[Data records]
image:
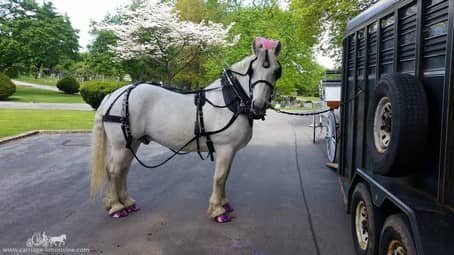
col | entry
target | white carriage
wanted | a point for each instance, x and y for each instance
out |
(330, 98)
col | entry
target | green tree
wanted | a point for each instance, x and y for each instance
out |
(35, 34)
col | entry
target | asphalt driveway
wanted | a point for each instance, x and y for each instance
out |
(286, 201)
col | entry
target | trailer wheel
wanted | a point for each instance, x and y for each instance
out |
(365, 221)
(397, 125)
(395, 238)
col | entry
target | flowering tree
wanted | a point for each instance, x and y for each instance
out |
(152, 31)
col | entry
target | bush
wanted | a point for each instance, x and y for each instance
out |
(7, 87)
(12, 72)
(94, 91)
(68, 85)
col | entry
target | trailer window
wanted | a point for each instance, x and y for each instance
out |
(387, 21)
(372, 52)
(361, 55)
(407, 38)
(435, 33)
(387, 45)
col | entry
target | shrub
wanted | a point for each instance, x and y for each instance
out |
(12, 72)
(68, 85)
(7, 87)
(94, 91)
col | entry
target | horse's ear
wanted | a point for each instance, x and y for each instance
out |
(277, 50)
(255, 45)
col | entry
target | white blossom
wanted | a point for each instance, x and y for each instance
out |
(154, 29)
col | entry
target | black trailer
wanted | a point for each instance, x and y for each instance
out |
(397, 162)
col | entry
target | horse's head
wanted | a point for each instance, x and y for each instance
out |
(265, 70)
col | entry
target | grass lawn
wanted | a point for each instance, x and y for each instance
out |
(15, 121)
(28, 94)
(42, 81)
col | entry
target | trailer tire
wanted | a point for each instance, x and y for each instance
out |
(366, 221)
(395, 237)
(397, 125)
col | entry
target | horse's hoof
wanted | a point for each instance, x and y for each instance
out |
(223, 218)
(228, 208)
(119, 214)
(132, 208)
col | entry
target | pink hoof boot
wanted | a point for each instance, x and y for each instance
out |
(223, 218)
(132, 208)
(119, 214)
(228, 208)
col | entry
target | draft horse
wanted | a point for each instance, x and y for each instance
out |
(157, 114)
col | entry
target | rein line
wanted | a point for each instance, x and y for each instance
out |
(361, 91)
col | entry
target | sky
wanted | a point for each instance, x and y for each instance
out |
(81, 12)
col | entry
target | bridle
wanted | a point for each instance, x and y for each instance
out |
(246, 103)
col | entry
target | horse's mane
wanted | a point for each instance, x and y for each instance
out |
(243, 65)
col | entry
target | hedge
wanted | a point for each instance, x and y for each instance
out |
(68, 85)
(7, 87)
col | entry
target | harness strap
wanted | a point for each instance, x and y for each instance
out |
(199, 128)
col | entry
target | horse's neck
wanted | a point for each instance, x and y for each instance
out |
(240, 67)
(243, 67)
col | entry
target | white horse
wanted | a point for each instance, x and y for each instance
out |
(166, 117)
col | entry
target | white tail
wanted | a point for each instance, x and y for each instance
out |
(98, 156)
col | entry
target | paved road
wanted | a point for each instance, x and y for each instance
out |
(33, 85)
(286, 200)
(45, 106)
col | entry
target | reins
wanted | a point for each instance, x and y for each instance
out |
(361, 91)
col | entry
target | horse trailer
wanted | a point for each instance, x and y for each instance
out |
(397, 130)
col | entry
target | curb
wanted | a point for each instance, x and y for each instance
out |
(37, 132)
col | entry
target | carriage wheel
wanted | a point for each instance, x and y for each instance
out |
(331, 137)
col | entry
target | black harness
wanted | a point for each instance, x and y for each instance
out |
(236, 100)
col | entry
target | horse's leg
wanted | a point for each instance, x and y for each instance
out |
(224, 157)
(125, 199)
(120, 161)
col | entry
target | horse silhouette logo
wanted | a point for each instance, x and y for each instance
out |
(43, 240)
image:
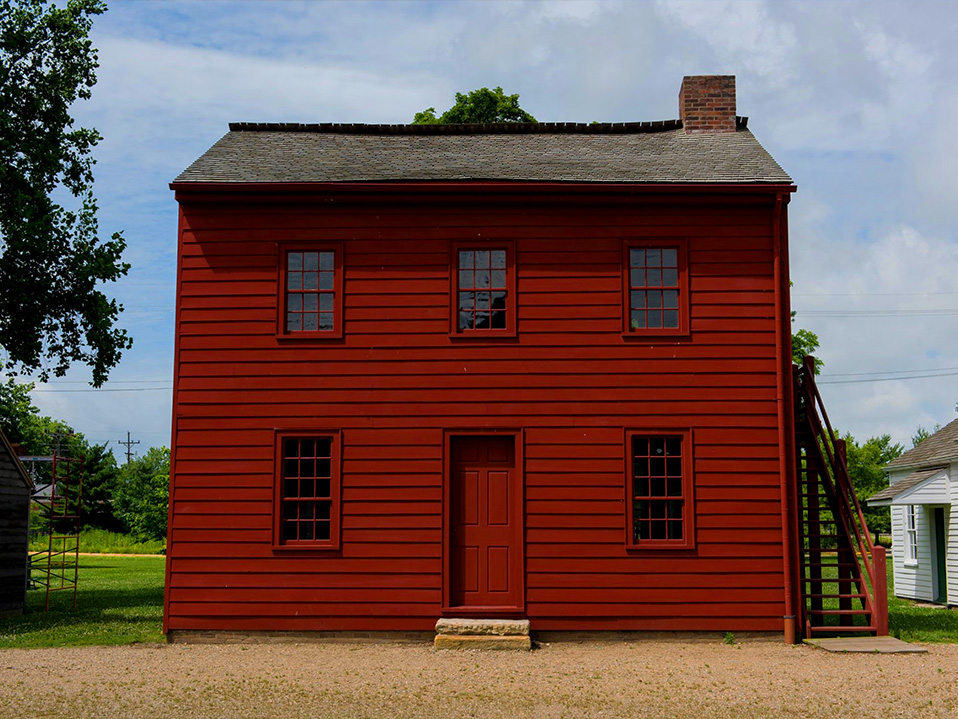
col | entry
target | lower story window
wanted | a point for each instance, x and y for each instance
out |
(308, 490)
(660, 490)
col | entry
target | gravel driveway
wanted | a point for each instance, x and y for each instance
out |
(613, 679)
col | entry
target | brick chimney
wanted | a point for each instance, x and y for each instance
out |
(707, 103)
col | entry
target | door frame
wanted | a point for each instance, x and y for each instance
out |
(518, 505)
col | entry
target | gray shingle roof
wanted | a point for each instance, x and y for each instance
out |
(942, 446)
(633, 153)
(902, 486)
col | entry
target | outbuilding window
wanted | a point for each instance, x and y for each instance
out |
(307, 491)
(911, 535)
(311, 291)
(655, 288)
(660, 490)
(483, 290)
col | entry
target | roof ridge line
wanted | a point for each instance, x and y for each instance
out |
(507, 128)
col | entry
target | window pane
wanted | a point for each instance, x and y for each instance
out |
(674, 486)
(640, 486)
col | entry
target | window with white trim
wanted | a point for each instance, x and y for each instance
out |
(911, 535)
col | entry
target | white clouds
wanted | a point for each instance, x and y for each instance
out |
(856, 100)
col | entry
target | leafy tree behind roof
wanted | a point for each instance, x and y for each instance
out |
(479, 106)
(51, 257)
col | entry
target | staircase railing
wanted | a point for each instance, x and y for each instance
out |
(860, 563)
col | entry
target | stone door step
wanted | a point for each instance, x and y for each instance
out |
(483, 634)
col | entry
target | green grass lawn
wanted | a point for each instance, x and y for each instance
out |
(120, 601)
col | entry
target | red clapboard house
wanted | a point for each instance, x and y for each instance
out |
(533, 371)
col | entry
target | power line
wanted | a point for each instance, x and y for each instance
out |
(128, 389)
(887, 379)
(129, 446)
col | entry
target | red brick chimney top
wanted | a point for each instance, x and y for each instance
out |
(707, 103)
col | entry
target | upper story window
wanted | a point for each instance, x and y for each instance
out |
(307, 492)
(312, 291)
(660, 490)
(483, 290)
(655, 288)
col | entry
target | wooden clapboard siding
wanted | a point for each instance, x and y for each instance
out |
(14, 528)
(568, 381)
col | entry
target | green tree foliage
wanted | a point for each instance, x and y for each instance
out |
(865, 469)
(22, 422)
(142, 493)
(921, 434)
(479, 106)
(51, 257)
(101, 477)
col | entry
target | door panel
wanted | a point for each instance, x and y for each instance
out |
(485, 531)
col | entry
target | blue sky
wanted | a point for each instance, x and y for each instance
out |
(855, 100)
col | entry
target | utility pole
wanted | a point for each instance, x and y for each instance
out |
(129, 446)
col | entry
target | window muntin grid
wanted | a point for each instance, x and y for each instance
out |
(306, 487)
(653, 288)
(310, 291)
(657, 489)
(482, 290)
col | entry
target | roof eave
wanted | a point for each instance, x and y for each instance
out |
(452, 186)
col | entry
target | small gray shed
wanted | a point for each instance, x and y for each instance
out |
(15, 489)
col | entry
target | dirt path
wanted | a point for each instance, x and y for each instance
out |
(638, 679)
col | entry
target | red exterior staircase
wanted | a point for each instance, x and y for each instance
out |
(843, 573)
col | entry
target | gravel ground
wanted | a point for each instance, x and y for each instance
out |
(609, 679)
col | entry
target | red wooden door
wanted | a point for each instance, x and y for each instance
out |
(486, 542)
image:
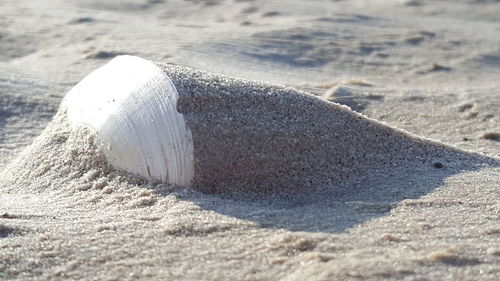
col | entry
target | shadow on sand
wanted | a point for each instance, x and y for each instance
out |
(335, 207)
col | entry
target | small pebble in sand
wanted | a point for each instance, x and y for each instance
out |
(8, 216)
(390, 237)
(494, 136)
(443, 256)
(438, 165)
(493, 251)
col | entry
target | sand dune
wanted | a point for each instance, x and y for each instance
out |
(334, 140)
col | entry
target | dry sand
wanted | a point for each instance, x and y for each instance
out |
(428, 67)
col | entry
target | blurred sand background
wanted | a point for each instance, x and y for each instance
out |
(428, 67)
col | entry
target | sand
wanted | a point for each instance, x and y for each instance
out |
(395, 215)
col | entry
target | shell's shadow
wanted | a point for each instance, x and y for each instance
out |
(333, 207)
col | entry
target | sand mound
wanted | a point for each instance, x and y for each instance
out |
(295, 179)
(248, 136)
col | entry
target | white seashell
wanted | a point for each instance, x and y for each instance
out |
(132, 106)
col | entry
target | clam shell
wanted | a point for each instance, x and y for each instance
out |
(132, 106)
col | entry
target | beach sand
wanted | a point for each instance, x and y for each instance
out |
(369, 150)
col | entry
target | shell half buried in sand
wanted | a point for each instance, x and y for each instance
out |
(215, 133)
(132, 106)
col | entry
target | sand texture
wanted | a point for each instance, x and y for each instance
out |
(369, 151)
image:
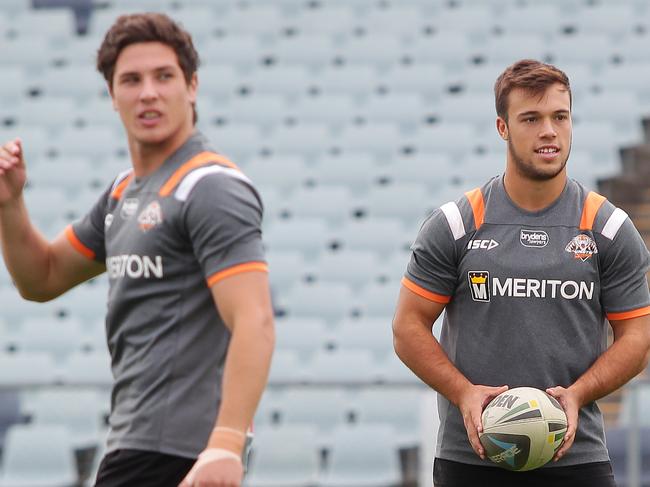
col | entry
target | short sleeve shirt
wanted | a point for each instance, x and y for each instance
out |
(528, 294)
(166, 239)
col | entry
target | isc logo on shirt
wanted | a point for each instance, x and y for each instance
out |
(479, 285)
(482, 244)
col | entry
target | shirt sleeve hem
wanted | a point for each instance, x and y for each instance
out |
(626, 315)
(77, 245)
(237, 269)
(420, 291)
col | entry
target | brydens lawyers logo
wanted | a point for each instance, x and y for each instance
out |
(533, 238)
(582, 247)
(479, 285)
(150, 216)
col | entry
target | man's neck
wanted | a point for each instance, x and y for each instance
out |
(147, 158)
(531, 195)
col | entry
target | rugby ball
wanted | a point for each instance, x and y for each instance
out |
(522, 428)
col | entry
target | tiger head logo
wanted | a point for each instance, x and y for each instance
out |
(582, 247)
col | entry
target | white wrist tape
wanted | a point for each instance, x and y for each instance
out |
(208, 456)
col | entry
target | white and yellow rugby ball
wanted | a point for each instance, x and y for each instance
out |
(522, 429)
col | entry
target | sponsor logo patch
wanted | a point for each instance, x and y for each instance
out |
(479, 285)
(533, 238)
(129, 207)
(482, 244)
(582, 247)
(150, 216)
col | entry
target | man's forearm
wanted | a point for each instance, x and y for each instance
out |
(421, 352)
(246, 372)
(24, 249)
(626, 358)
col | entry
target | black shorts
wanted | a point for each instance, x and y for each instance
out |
(130, 468)
(453, 474)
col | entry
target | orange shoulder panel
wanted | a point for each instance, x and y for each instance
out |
(475, 198)
(197, 161)
(593, 202)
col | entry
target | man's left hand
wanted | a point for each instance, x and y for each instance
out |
(571, 406)
(219, 472)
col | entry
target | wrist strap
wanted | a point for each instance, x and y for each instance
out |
(208, 456)
(232, 440)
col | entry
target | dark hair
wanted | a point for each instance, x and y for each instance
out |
(147, 27)
(533, 76)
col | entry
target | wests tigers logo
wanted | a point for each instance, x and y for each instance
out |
(582, 247)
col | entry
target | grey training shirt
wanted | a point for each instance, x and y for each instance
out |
(528, 294)
(166, 238)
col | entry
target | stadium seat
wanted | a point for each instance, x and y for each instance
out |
(260, 20)
(237, 141)
(375, 234)
(240, 51)
(508, 49)
(334, 110)
(82, 82)
(82, 412)
(27, 369)
(303, 336)
(287, 268)
(30, 53)
(448, 50)
(401, 409)
(57, 26)
(363, 456)
(334, 21)
(307, 235)
(356, 80)
(618, 453)
(378, 299)
(14, 84)
(594, 49)
(353, 267)
(59, 339)
(433, 170)
(407, 201)
(349, 366)
(91, 142)
(357, 170)
(325, 409)
(311, 51)
(427, 79)
(294, 80)
(219, 81)
(286, 369)
(378, 51)
(372, 334)
(88, 369)
(48, 113)
(38, 456)
(329, 301)
(383, 140)
(306, 140)
(284, 457)
(266, 111)
(332, 203)
(402, 108)
(536, 19)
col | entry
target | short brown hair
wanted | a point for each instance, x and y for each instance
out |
(147, 27)
(530, 75)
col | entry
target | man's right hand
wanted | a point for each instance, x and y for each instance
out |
(471, 404)
(12, 171)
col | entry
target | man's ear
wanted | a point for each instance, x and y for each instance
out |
(502, 128)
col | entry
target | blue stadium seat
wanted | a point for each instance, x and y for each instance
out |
(38, 455)
(363, 455)
(284, 457)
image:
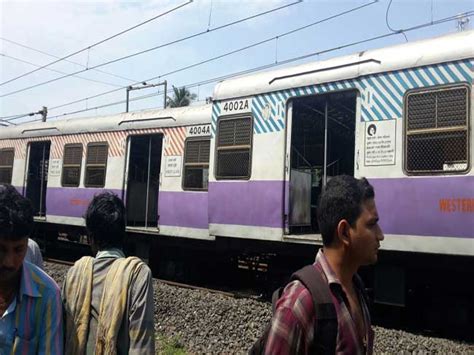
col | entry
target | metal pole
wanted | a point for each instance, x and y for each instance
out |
(148, 183)
(325, 143)
(44, 113)
(128, 95)
(166, 91)
(42, 180)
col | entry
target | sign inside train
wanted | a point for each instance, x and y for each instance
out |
(380, 143)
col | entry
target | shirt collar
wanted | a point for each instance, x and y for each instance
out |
(28, 282)
(110, 253)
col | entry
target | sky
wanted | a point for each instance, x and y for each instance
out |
(53, 29)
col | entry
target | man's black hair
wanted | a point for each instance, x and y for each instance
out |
(341, 198)
(105, 220)
(16, 214)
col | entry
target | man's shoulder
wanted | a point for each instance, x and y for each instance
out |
(296, 297)
(37, 276)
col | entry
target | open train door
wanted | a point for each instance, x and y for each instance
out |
(322, 146)
(37, 176)
(143, 180)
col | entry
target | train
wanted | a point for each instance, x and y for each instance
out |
(242, 174)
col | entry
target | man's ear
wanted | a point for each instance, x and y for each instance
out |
(343, 232)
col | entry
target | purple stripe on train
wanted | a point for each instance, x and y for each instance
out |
(183, 209)
(249, 203)
(442, 206)
(71, 201)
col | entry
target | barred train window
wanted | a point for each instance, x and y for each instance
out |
(196, 164)
(6, 165)
(437, 131)
(96, 164)
(234, 148)
(72, 165)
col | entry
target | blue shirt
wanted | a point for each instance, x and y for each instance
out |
(33, 323)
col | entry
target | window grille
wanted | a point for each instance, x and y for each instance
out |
(234, 148)
(72, 162)
(96, 164)
(6, 165)
(437, 134)
(196, 164)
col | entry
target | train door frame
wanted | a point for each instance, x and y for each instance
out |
(146, 222)
(39, 202)
(309, 226)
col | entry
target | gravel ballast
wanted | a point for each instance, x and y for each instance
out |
(204, 322)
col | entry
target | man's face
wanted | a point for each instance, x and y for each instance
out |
(12, 253)
(366, 235)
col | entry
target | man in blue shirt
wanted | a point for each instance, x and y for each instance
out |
(30, 303)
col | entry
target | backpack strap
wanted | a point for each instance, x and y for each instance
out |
(325, 327)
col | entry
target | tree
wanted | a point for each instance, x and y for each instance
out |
(181, 97)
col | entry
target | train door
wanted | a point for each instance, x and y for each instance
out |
(322, 145)
(37, 176)
(143, 180)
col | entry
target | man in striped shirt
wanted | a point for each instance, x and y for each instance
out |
(348, 221)
(30, 302)
(108, 300)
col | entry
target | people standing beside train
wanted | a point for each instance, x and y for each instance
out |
(33, 254)
(303, 322)
(108, 299)
(31, 317)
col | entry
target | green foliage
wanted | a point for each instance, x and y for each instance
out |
(181, 97)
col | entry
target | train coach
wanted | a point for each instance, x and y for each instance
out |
(243, 174)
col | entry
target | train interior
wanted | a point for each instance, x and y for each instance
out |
(37, 176)
(143, 180)
(322, 145)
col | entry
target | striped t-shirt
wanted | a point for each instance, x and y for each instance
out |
(33, 324)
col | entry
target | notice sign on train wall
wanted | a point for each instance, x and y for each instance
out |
(54, 167)
(173, 165)
(380, 143)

Work item => The line with "target | black trailer" ends the range, and the first line of the data begins it; repeat exactly those lines and nothing more, omitting pictures.

Response box =>
image:
col | entry
target | white carriage
wanted | a point for each instance, x and y for each instance
out |
(330, 98)
col | entry
target | green tree
wanted | a point for each instance, x and y for each instance
out |
(35, 34)
col | entry
target | asphalt driveway
wanted | a point for each instance, x and y for each instance
out |
(286, 201)
col | entry
target | trailer wheel
wanted | a point for each instance, x and y for each instance
out |
(365, 221)
(397, 125)
(395, 238)
col | entry
target | flowering tree
wanted | a point for each instance, x and y for each instance
out |
(152, 31)
col | entry
target | bush
wanted | a point for each instance, x and y for each instance
out |
(7, 87)
(12, 72)
(94, 91)
(68, 85)
col | entry
target | trailer window
wanted | a point for each instance, x and y for each instance
out |
(387, 21)
(372, 52)
(361, 55)
(407, 38)
(435, 33)
(387, 45)
col | entry
target | shrub
wanted | a point for each instance, x and y for each instance
out |
(12, 72)
(68, 85)
(7, 87)
(94, 91)
col | entry
target | horse's ear
wanted | a point for each instance, x and y for each instance
out |
(277, 50)
(255, 45)
col | entry
target | white blossom
wanted | a point for each instance, x and y for each instance
out |
(154, 29)
col | entry
target | black trailer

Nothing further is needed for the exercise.